INPUT DATA:
##############################
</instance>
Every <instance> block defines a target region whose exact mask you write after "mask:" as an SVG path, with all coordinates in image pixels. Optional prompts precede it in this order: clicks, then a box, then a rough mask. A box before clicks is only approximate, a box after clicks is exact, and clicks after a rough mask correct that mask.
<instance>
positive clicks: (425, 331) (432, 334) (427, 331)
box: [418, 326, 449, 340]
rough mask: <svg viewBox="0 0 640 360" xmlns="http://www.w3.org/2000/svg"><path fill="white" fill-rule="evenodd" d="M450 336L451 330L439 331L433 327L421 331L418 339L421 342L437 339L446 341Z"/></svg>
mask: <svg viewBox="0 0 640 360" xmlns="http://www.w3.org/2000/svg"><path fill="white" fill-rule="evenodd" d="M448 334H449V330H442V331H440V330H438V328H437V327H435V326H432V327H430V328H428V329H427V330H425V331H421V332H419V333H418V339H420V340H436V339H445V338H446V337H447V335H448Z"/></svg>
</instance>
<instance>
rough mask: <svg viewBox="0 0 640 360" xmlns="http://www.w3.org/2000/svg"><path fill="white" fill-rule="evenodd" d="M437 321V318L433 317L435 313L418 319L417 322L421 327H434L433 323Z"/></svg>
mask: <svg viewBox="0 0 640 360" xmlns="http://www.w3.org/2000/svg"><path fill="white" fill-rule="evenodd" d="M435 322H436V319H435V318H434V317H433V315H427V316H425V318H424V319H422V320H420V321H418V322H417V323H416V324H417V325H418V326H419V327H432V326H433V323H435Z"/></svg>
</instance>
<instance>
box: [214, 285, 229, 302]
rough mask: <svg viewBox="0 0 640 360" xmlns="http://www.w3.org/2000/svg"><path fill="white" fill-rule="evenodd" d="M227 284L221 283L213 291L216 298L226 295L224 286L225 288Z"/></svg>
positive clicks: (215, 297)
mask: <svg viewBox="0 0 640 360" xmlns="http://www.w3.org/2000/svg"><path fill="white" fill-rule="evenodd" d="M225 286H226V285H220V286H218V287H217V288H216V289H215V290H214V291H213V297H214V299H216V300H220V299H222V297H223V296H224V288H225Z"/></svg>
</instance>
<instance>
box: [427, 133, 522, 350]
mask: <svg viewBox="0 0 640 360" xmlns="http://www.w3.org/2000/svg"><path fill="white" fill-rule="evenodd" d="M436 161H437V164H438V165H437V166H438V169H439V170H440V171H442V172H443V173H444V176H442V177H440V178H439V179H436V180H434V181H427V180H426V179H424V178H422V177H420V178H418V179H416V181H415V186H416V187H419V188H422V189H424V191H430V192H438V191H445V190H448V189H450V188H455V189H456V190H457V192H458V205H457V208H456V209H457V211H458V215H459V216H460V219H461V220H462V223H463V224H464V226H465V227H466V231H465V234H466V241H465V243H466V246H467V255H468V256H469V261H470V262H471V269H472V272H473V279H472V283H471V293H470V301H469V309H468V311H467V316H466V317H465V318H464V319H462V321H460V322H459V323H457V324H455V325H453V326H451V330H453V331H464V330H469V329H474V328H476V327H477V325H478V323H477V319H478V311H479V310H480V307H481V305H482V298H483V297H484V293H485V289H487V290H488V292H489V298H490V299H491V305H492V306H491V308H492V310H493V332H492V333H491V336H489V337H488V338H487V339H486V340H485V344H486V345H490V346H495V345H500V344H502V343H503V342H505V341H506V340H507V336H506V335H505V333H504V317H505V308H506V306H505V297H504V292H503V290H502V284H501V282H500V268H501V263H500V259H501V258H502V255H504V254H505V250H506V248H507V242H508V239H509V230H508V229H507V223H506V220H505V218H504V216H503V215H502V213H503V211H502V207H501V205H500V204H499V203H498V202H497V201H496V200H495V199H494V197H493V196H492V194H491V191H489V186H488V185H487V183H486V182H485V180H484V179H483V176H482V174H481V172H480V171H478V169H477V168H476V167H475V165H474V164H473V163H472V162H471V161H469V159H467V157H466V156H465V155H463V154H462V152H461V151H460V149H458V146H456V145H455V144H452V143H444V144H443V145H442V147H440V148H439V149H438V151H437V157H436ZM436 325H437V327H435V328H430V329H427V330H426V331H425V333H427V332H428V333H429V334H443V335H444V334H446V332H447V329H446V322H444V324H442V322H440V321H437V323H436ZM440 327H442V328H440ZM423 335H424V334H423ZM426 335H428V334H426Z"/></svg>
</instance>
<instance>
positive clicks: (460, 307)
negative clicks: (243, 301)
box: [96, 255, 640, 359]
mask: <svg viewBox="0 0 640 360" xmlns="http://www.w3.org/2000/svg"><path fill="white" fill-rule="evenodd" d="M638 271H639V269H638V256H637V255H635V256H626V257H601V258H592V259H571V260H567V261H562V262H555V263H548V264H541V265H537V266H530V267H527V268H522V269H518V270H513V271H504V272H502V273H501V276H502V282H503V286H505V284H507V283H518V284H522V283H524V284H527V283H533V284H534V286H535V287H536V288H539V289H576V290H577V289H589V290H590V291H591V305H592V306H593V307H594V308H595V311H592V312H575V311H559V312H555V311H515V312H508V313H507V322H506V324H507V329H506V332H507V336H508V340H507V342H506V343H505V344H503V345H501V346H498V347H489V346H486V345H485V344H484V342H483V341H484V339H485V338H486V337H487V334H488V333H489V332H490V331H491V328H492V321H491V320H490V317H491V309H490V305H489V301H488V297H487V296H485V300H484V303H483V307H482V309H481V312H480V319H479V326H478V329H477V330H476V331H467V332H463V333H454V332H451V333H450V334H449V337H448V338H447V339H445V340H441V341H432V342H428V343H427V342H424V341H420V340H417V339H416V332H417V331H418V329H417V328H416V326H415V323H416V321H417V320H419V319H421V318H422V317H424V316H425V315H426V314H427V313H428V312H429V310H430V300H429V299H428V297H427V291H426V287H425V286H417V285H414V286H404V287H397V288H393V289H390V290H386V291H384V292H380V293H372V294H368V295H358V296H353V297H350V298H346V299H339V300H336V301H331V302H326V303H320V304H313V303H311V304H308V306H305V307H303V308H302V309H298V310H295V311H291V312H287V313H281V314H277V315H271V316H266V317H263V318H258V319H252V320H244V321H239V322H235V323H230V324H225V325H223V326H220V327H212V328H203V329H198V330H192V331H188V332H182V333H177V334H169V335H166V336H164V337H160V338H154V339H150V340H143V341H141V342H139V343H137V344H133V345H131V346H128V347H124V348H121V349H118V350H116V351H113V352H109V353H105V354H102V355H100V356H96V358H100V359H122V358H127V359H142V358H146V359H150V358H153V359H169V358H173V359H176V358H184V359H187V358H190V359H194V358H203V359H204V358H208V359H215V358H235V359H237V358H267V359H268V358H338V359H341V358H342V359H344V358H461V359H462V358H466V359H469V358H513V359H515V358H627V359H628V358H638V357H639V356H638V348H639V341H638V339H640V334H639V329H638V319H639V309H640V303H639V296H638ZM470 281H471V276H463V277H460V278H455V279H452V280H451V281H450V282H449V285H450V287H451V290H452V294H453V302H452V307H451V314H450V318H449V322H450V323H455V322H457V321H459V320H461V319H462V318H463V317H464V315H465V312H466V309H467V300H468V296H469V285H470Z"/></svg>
##############################
TASK PROMPT: Please count the lines in the records above that contain the string "rough" and reply with that number alone.

FINISHED TASK: 4